= SHORT EXERCISE A =
In the email thread below, which strace options does David guess were left out?

= TEXT SHOWN =

+ + + + +

From: David Boyce [mailto:[hidden email]]
Sent: Monday, July 25, 2016 11:54 AM
To: Gardell, Steven <[hidden email]>
Cc: [hidden email]; [hidden email]
Subject: Re: Parallel builds across makefiles

 

Given the grand total of 11 open() system calls, I'm guessing you used strace without the -f and -F options (noting that ISTR 4.2.1 reverts to use of vfork)?

 

BTW timings on linux are more elegantly handled by prefixing the "time" builtin. Wallclock-only can be gotten by forcing use of /usr/bin/time:

 

% type -a time

time is a shell keyword

time is /usr/bin/time

 

% time sleep 3

 

real      0m3.022s

user      0m0.001s

sys       0m0.001s

 

% \time -f %E sleep 3

0:03.00

 

David

 

On Fri, Jul 22, 2016 at 2:19 AM, Gardell, Steven <[hidden email]> wrote:

Thanks for the suggestions. I have captured a bunch more data and hence the delay. First I have started by reproducing the behavior with 4.2.1:

 

gmake realclean >& cleanlog.txt

/usr/bin/gmake-4.2.1 -j32 -Otarget dirsparallel=all release >& gmake421dpa32.log; date

Tue Jul 19 11:24:47 EDT 2016

Tue Jul 19 20:43:17 EDT 2016

gmake realclean >& cleanlog.txt

/usr/bin/gmake-4.2.1 -j32 -Onone dirsparallel=all release > & gmake421dpn32.log ; date

Tue Jul 19 21:01:48 EDT 2016

Tue Jul 19 22:05:40 EDT 2016

 

Essentially the same as 4.1. This –Otarget run is not just “a little slower,” it is pathologically slow. The 9 hour build time is slower than if I had run the

build with no parallelization whatsoever. (The –Onone time is a bit faster than what I see doing parallelization at just the leaf level)

 

Our build is a relatively straight-forward “choreographed” build as followed:

 

     Top-Level Makefile

            Makefile.libs – This is a list of directories containing C++ code getting built into different relocatable libraries (one per dir)

                  (sub-directory Makefiles)

            Mikefile.bins – This is a list of directories that link executables

                  (sub-directory Makefiles)

+ + + + +

= PROVIDED RECORDS =
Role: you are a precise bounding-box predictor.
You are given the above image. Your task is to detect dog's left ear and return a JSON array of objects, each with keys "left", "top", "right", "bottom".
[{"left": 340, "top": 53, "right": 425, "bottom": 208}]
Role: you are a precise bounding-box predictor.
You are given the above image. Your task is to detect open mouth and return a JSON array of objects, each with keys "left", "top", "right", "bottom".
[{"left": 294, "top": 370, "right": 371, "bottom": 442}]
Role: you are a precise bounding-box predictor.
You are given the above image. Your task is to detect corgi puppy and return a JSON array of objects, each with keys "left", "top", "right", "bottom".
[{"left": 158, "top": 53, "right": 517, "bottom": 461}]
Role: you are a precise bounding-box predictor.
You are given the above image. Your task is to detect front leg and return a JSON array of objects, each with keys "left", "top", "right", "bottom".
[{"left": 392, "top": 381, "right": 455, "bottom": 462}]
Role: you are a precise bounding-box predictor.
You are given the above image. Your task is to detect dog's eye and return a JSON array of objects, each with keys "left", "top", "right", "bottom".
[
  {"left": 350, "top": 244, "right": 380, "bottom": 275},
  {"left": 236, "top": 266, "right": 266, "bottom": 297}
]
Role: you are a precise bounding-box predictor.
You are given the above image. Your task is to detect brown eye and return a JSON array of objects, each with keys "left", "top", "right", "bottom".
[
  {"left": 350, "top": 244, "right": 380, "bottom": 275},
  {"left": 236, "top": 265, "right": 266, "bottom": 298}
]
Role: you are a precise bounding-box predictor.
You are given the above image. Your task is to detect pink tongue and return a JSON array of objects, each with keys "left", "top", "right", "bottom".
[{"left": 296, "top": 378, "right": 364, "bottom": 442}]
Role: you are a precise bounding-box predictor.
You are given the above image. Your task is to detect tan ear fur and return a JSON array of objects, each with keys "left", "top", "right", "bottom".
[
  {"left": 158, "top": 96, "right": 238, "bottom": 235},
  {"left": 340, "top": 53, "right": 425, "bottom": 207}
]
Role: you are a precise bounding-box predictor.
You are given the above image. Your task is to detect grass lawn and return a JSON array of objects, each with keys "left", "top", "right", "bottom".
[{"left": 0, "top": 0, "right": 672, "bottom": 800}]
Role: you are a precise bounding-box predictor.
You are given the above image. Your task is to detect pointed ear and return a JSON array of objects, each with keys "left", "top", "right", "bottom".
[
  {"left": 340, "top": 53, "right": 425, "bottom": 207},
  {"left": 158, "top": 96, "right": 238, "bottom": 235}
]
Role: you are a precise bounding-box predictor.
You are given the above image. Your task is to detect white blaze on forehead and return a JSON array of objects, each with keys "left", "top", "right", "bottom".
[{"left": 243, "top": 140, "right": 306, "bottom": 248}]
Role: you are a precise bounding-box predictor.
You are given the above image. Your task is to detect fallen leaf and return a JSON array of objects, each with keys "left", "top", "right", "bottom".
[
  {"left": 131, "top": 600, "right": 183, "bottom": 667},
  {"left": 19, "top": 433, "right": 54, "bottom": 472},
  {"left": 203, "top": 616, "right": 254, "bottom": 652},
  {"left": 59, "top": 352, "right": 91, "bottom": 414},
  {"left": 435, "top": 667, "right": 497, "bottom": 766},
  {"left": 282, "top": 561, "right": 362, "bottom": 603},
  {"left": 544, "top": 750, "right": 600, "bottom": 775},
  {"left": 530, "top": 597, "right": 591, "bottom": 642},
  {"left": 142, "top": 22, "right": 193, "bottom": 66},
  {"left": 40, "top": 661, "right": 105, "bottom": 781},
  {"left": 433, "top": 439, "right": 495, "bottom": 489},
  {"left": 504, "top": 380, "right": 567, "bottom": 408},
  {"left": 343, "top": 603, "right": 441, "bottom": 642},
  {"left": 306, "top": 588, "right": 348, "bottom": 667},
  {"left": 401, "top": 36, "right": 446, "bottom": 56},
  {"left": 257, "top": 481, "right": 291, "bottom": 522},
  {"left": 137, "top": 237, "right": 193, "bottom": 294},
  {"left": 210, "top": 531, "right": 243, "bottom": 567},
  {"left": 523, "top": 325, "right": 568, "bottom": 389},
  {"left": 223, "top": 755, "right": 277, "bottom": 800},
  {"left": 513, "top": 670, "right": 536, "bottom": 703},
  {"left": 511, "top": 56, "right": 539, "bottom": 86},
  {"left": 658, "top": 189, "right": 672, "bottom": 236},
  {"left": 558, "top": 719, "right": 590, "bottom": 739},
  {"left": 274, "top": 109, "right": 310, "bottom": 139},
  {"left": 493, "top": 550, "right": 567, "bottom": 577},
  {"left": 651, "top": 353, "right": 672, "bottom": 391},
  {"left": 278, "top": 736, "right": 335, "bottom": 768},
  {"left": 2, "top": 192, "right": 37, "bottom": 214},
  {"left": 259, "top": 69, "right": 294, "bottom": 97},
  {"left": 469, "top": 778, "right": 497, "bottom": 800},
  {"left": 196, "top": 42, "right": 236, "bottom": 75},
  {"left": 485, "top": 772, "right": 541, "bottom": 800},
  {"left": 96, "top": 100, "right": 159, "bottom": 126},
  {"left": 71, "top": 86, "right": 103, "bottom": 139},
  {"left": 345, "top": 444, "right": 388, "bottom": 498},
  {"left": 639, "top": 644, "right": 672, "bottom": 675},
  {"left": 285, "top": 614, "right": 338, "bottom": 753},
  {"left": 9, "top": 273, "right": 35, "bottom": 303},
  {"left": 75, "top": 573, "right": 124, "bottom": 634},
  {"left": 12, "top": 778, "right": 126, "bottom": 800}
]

+ + + + +

= SHORT EXERCISE B =
From the rows above, pull out every line containing the word "image".

= WRITTEN SOLUTION A =
The -f and -F options.

= WRITTEN SOLUTION B =
You are given the above image. Your task is to detect dog's left ear and return a JSON array of objects, each with keys "left", "top", "right", "bottom".
You are given the above image. Your task is to detect open mouth and return a JSON array of objects, each with keys "left", "top", "right", "bottom".
You are given the above image. Your task is to detect corgi puppy and return a JSON array of objects, each with keys "left", "top", "right", "bottom".
You are given the above image. Your task is to detect front leg and return a JSON array of objects, each with keys "left", "top", "right", "bottom".
You are given the above image. Your task is to detect dog's eye and return a JSON array of objects, each with keys "left", "top", "right", "bottom".
You are given the above image. Your task is to detect brown eye and return a JSON array of objects, each with keys "left", "top", "right", "bottom".
You are given the above image. Your task is to detect pink tongue and return a JSON array of objects, each with keys "left", "top", "right", "bottom".
You are given the above image. Your task is to detect tan ear fur and return a JSON array of objects, each with keys "left", "top", "right", "bottom".
You are given the above image. Your task is to detect grass lawn and return a JSON array of objects, each with keys "left", "top", "right", "bottom".
You are given the above image. Your task is to detect pointed ear and return a JSON array of objects, each with keys "left", "top", "right", "bottom".
You are given the above image. Your task is to detect white blaze on forehead and return a JSON array of objects, each with keys "left", "top", "right", "bottom".
You are given the above image. Your task is to detect fallen leaf and return a JSON array of objects, each with keys "left", "top", "right", "bottom".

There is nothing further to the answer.